** Start **

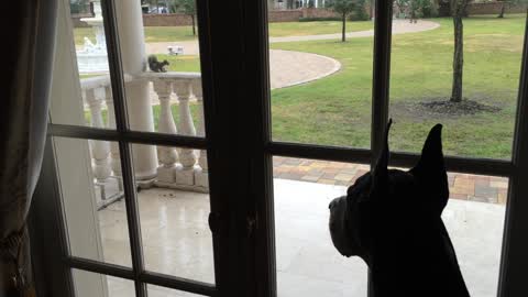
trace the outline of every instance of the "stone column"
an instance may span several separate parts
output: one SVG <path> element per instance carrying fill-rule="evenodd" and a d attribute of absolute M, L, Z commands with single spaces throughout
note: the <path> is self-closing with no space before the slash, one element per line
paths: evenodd
<path fill-rule="evenodd" d="M 179 101 L 179 133 L 182 135 L 195 136 L 196 129 L 189 108 L 190 81 L 177 80 L 173 84 L 173 90 L 178 96 Z M 182 163 L 183 168 L 176 173 L 176 183 L 180 185 L 193 186 L 195 184 L 195 150 L 182 148 L 179 153 L 179 162 Z"/>
<path fill-rule="evenodd" d="M 204 116 L 204 96 L 201 91 L 201 79 L 193 80 L 193 95 L 198 101 L 198 131 L 197 136 L 206 136 L 206 125 L 205 125 L 205 116 Z M 195 167 L 195 184 L 205 189 L 209 189 L 209 166 L 207 165 L 207 150 L 199 151 L 200 156 L 198 157 L 199 167 Z"/>
<path fill-rule="evenodd" d="M 102 92 L 102 95 L 101 95 Z M 102 103 L 105 102 L 105 89 L 86 90 L 86 101 L 90 107 L 91 127 L 105 128 L 102 120 Z M 111 174 L 110 144 L 108 141 L 90 140 L 91 157 L 94 158 L 92 170 L 97 182 L 105 183 Z"/>
<path fill-rule="evenodd" d="M 172 82 L 166 80 L 154 80 L 154 91 L 160 99 L 160 119 L 157 131 L 176 135 L 176 124 L 174 123 L 173 112 L 170 110 L 170 94 L 173 92 Z M 157 155 L 160 156 L 160 167 L 157 168 L 157 180 L 162 183 L 176 182 L 176 162 L 178 154 L 176 148 L 169 146 L 157 146 Z"/>
<path fill-rule="evenodd" d="M 121 45 L 123 73 L 141 74 L 146 66 L 143 16 L 140 1 L 116 0 L 118 31 Z M 148 81 L 139 80 L 125 85 L 130 128 L 138 131 L 154 131 Z M 156 177 L 157 154 L 154 145 L 132 145 L 135 177 L 148 180 Z"/>

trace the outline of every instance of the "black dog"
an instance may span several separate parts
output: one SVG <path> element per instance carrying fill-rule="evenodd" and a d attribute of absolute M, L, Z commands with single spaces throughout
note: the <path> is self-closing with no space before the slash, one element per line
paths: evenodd
<path fill-rule="evenodd" d="M 441 130 L 435 125 L 416 167 L 387 169 L 388 130 L 376 166 L 330 202 L 330 234 L 344 256 L 371 270 L 374 297 L 470 296 L 441 219 L 449 199 Z"/>

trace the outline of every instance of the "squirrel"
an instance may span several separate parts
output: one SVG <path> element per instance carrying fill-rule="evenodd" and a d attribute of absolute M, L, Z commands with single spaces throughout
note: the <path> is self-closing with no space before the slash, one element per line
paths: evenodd
<path fill-rule="evenodd" d="M 167 72 L 167 69 L 165 69 L 165 66 L 169 64 L 168 61 L 164 59 L 163 62 L 158 62 L 155 55 L 150 55 L 147 61 L 148 61 L 148 68 L 151 68 L 151 70 L 153 70 L 154 73 Z"/>

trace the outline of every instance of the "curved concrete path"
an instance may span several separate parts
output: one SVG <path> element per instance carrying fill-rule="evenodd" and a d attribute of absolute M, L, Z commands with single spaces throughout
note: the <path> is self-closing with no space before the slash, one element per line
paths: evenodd
<path fill-rule="evenodd" d="M 419 20 L 410 23 L 407 20 L 393 21 L 393 34 L 416 33 L 439 28 L 440 24 Z M 348 38 L 373 36 L 374 30 L 365 30 L 346 33 Z M 270 37 L 271 43 L 299 42 L 318 40 L 339 40 L 341 34 L 322 34 L 306 36 Z M 184 55 L 199 55 L 198 42 L 157 42 L 147 43 L 147 54 L 167 53 L 167 46 L 180 45 L 184 47 Z M 270 51 L 270 72 L 272 89 L 289 87 L 322 78 L 339 70 L 341 64 L 330 57 L 293 51 Z"/>

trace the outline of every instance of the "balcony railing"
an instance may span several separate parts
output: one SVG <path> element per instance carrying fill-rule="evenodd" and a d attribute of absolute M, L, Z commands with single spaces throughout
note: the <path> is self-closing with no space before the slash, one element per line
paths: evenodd
<path fill-rule="evenodd" d="M 150 88 L 160 100 L 157 132 L 205 136 L 201 77 L 196 73 L 143 73 L 140 76 L 125 76 L 125 84 L 147 80 Z M 85 110 L 90 113 L 89 124 L 100 129 L 116 129 L 113 100 L 110 79 L 98 76 L 81 79 L 81 92 Z M 152 91 L 150 94 L 152 94 Z M 174 100 L 176 98 L 177 100 Z M 150 98 L 151 101 L 152 98 Z M 198 108 L 198 121 L 190 111 L 190 102 Z M 178 105 L 177 122 L 172 106 Z M 103 111 L 107 120 L 105 121 Z M 148 111 L 152 112 L 152 109 Z M 129 114 L 134 117 L 134 114 Z M 121 163 L 116 142 L 90 141 L 90 156 L 96 186 L 100 189 L 99 207 L 122 197 Z M 157 176 L 142 185 L 154 185 L 191 191 L 208 193 L 208 165 L 205 150 L 157 146 Z M 138 156 L 141 157 L 141 156 Z M 112 183 L 117 186 L 112 187 Z M 113 191 L 109 190 L 113 188 Z"/>

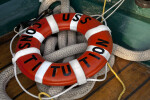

** End **

SHORT PROBLEM → Present every line of the records above as a Markdown table with the columns "No." and "Line", numbering the rows in order. Omit blank lines and the pictures.

SOLUTION TO THIS EXERCISE →
| No. | Line |
|---|---|
| 1 | trace the outline of every instance of the "stone column" |
| 2 | an instance may span several separate parts |
| 3 | output: one SVG <path> element per instance carrying fill-rule="evenodd" and a d attribute of absolute M, L, Z commands with single spaces throughout |
| 4 | note: the <path> is self-closing with no space before the slash, one element per line |
| 5 | paths: evenodd |
| 6 | <path fill-rule="evenodd" d="M 179 101 L 179 133 L 182 135 L 195 136 L 196 129 L 189 108 L 190 81 L 177 80 L 173 84 L 173 90 L 178 96 Z M 182 163 L 183 168 L 176 173 L 176 183 L 180 185 L 193 186 L 195 184 L 195 150 L 182 148 L 179 153 L 179 162 Z"/> |
| 7 | <path fill-rule="evenodd" d="M 204 116 L 204 96 L 201 91 L 201 79 L 193 80 L 193 95 L 198 101 L 198 131 L 197 136 L 206 136 L 206 125 L 205 125 L 205 116 Z M 195 167 L 195 184 L 205 189 L 209 189 L 209 166 L 207 165 L 207 150 L 199 151 L 200 156 L 198 157 L 199 167 Z"/> |
| 8 | <path fill-rule="evenodd" d="M 102 92 L 102 95 L 101 95 Z M 102 103 L 105 102 L 105 89 L 86 90 L 86 101 L 90 107 L 91 127 L 105 128 L 102 120 Z M 111 174 L 110 144 L 108 141 L 90 140 L 91 157 L 94 158 L 92 170 L 97 182 L 105 183 Z"/> |
| 9 | <path fill-rule="evenodd" d="M 172 82 L 166 80 L 154 80 L 154 91 L 160 99 L 160 119 L 157 131 L 176 135 L 176 124 L 174 123 L 173 112 L 170 110 L 170 94 L 173 92 Z M 157 155 L 160 156 L 160 167 L 157 168 L 157 180 L 162 183 L 176 182 L 176 162 L 178 154 L 176 148 L 169 146 L 157 146 Z"/> |
| 10 | <path fill-rule="evenodd" d="M 121 45 L 123 73 L 141 74 L 146 66 L 143 16 L 140 1 L 116 0 L 118 31 Z M 148 81 L 139 80 L 125 85 L 130 128 L 138 131 L 154 131 Z M 156 177 L 157 154 L 154 145 L 132 145 L 135 177 L 148 180 Z"/> |
| 11 | trace the outline of every instance of the "black dog" |
| 12 | an instance may span several separate parts |
| 13 | output: one SVG <path> element per instance carrying fill-rule="evenodd" and a d attribute of absolute M, L, Z commands with single spaces throughout |
| 14 | note: the <path> is self-closing with no space before the slash, one element per line |
| 15 | paths: evenodd |
| 16 | <path fill-rule="evenodd" d="M 441 130 L 435 125 L 416 167 L 387 169 L 388 130 L 376 166 L 330 202 L 330 234 L 344 256 L 371 270 L 374 297 L 470 296 L 441 219 L 449 199 Z"/> |
| 17 | trace the outline of every instance of the "squirrel" |
| 18 | an instance may span several separate parts |
| 19 | output: one SVG <path> element per instance carrying fill-rule="evenodd" and a d attribute of absolute M, L, Z commands with single spaces throughout |
| 20 | note: the <path> is self-closing with no space before the slash, one element per line |
| 21 | paths: evenodd |
| 22 | <path fill-rule="evenodd" d="M 167 72 L 167 69 L 165 69 L 165 66 L 169 64 L 168 61 L 164 59 L 163 62 L 158 62 L 155 55 L 150 55 L 147 61 L 148 61 L 148 68 L 151 68 L 151 70 L 153 70 L 154 73 Z"/> |
| 23 | trace the outline of every instance of the "curved concrete path" |
| 24 | an instance may span several separate parts |
| 25 | output: one SVG <path> element per instance carrying fill-rule="evenodd" and a d attribute of absolute M, L, Z commands with single spaces throughout |
| 26 | note: the <path> is self-closing with no space before the slash, one element per line |
| 27 | paths: evenodd |
| 28 | <path fill-rule="evenodd" d="M 419 20 L 410 23 L 407 20 L 393 21 L 393 34 L 416 33 L 439 28 L 440 24 Z M 348 38 L 373 36 L 374 30 L 365 30 L 346 33 Z M 270 37 L 271 43 L 299 42 L 318 40 L 339 40 L 341 34 L 322 34 L 306 36 Z M 184 55 L 199 55 L 198 42 L 157 42 L 147 43 L 147 54 L 167 53 L 167 46 L 180 45 L 184 47 Z M 270 51 L 270 72 L 272 89 L 289 87 L 322 78 L 339 70 L 341 64 L 330 57 L 293 51 Z"/> |
| 29 | trace the outline of every instance of the "balcony railing" |
| 30 | an instance may span several separate parts |
| 31 | output: one SVG <path> element per instance carrying fill-rule="evenodd" and a d attribute of absolute M, L, Z commands with single spaces throughout |
| 32 | note: the <path> is self-closing with no space before the slash, one element per line |
| 33 | paths: evenodd |
| 34 | <path fill-rule="evenodd" d="M 150 88 L 160 100 L 157 132 L 205 136 L 201 77 L 196 73 L 143 73 L 140 76 L 125 76 L 125 84 L 147 80 Z M 85 110 L 90 113 L 89 124 L 100 129 L 116 129 L 113 100 L 110 79 L 98 76 L 81 79 L 81 92 Z M 152 91 L 150 94 L 152 94 Z M 174 100 L 176 98 L 177 100 Z M 150 98 L 151 101 L 152 98 Z M 198 108 L 198 121 L 190 111 L 190 102 Z M 178 105 L 177 122 L 172 106 Z M 103 111 L 107 120 L 105 121 Z M 148 111 L 152 112 L 152 109 Z M 129 114 L 134 117 L 134 114 Z M 121 163 L 116 142 L 90 141 L 90 156 L 96 186 L 100 189 L 99 207 L 122 197 Z M 157 176 L 142 185 L 154 185 L 191 191 L 208 193 L 208 165 L 205 150 L 157 146 Z M 138 156 L 141 157 L 141 156 Z M 112 183 L 117 186 L 112 187 Z M 113 191 L 109 190 L 113 188 Z"/> |